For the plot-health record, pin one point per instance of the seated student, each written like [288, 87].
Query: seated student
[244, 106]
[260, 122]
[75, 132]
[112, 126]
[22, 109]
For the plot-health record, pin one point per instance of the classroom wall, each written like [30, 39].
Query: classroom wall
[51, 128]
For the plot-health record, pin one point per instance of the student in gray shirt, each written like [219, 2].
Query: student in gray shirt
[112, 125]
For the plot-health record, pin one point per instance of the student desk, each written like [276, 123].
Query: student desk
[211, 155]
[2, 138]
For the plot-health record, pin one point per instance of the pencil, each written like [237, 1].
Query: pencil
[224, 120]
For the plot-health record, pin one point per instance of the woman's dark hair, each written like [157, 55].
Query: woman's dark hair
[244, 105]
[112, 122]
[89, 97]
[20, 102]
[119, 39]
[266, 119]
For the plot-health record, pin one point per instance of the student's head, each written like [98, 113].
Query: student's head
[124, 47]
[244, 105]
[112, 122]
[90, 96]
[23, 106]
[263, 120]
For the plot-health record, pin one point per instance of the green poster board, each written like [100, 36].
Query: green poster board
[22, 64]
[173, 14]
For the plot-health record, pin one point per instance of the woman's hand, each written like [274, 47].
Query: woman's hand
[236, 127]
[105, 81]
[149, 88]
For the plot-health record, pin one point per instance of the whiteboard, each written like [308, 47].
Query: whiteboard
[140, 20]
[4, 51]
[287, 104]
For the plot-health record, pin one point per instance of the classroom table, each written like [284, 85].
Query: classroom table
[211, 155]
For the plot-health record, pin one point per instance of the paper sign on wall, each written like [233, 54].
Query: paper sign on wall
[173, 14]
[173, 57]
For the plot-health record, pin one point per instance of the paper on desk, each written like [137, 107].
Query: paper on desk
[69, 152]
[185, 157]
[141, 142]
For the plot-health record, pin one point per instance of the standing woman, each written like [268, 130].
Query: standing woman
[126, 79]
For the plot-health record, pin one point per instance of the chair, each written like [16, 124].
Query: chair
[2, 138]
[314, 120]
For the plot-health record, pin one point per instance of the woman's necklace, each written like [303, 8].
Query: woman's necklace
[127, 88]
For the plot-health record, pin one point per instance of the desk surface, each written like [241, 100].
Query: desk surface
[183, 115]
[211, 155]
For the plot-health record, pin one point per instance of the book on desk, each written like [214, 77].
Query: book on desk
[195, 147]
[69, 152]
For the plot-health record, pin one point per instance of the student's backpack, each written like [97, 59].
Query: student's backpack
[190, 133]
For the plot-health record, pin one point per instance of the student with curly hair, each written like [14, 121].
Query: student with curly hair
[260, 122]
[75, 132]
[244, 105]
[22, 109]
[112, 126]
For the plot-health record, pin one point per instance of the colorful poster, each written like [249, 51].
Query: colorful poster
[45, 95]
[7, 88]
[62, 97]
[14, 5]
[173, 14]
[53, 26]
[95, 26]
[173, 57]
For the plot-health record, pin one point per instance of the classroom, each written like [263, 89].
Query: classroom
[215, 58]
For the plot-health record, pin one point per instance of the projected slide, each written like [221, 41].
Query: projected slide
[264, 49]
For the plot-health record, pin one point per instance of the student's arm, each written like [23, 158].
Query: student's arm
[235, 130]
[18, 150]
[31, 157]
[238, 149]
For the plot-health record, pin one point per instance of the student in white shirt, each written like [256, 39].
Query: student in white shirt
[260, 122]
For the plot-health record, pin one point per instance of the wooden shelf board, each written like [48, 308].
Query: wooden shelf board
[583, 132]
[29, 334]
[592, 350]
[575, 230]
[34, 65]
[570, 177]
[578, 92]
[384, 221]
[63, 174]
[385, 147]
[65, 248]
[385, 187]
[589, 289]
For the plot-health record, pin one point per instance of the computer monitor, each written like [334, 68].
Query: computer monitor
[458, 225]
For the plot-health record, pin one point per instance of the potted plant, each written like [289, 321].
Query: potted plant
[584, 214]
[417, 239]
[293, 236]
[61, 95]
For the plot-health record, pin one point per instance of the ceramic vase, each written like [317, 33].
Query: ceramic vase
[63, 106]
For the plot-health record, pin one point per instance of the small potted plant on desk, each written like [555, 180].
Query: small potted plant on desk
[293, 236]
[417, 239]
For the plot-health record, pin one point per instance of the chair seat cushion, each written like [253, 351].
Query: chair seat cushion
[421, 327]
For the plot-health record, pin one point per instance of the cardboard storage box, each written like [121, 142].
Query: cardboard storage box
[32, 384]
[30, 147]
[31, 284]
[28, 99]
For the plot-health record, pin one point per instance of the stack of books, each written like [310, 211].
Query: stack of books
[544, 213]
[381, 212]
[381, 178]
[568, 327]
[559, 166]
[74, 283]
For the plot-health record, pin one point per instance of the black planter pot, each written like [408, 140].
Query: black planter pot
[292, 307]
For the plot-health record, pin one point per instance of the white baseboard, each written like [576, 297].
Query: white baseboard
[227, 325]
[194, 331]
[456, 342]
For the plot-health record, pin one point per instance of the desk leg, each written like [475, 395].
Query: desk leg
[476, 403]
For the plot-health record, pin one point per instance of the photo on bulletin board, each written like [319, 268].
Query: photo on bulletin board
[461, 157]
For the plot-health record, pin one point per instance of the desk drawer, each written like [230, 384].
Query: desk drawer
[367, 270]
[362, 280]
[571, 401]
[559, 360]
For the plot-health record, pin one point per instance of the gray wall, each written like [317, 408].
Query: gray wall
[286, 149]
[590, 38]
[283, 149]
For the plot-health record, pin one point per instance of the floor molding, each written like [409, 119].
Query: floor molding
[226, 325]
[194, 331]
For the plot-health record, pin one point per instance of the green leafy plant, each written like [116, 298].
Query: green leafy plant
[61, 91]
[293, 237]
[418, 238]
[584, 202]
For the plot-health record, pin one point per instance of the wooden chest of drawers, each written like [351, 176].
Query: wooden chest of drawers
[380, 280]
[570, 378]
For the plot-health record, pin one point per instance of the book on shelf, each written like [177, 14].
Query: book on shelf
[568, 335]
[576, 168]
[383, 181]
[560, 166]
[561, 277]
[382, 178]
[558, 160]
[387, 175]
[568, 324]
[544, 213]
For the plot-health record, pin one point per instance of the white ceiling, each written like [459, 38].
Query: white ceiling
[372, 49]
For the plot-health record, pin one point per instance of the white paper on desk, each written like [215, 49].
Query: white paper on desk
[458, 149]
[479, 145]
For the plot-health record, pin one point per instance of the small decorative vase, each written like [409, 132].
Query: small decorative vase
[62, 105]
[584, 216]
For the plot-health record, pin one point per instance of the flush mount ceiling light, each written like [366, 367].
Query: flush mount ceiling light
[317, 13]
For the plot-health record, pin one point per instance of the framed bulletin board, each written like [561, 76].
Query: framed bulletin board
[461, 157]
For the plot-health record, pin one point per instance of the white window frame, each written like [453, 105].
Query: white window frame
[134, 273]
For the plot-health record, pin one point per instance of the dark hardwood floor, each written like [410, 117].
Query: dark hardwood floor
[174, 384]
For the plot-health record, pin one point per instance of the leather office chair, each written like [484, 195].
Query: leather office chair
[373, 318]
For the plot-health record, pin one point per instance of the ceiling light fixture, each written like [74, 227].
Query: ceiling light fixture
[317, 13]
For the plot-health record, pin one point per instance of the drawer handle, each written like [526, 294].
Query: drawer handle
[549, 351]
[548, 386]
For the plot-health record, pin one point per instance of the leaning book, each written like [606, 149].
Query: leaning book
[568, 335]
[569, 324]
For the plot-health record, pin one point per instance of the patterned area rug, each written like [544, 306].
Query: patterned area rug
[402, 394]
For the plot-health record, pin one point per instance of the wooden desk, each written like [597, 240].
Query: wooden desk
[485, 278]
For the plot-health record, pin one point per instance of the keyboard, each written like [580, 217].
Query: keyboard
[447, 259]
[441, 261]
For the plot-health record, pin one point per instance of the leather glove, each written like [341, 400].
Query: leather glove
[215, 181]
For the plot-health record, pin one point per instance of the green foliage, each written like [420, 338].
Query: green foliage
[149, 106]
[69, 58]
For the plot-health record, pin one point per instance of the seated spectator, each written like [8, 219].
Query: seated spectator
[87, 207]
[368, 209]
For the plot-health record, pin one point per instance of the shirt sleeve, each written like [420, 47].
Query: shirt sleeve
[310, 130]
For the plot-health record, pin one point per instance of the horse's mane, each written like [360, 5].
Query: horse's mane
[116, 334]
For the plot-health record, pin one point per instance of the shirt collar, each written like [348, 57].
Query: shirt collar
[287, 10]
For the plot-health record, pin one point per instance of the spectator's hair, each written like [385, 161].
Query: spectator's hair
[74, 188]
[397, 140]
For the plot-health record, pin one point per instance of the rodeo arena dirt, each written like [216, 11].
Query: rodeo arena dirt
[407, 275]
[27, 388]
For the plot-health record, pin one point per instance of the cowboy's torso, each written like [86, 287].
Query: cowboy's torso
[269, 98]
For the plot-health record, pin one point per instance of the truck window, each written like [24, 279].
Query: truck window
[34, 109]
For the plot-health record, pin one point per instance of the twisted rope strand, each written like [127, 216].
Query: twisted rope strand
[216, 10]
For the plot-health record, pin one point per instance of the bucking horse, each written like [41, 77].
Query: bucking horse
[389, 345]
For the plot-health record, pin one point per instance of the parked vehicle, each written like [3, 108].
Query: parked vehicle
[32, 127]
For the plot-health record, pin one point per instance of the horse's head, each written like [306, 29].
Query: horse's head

────────

Objective:
Quote only the lines from the line containing "like [24, 279]." through the end of the entries, keeping the first and the last.

Solution to this problem:
For the plot-health record, pin one point per instance of the truck window, each written like [24, 279].
Query: truck window
[34, 109]
For the plot-health record, pin one point per instance of the twisted rope strand, each written like [127, 216].
Query: twisted rope strand
[216, 10]
For the plot-health record, pin one point per instance of the bucking horse, each written like [41, 77].
Query: bucking horse
[389, 345]
For the plot-health record, pin one point per instance of the parked vehicle, each written like [3, 108].
Query: parked vehicle
[32, 127]
For the plot-health record, pin one point per instance of the horse's head, each written like [306, 29].
Query: horse's head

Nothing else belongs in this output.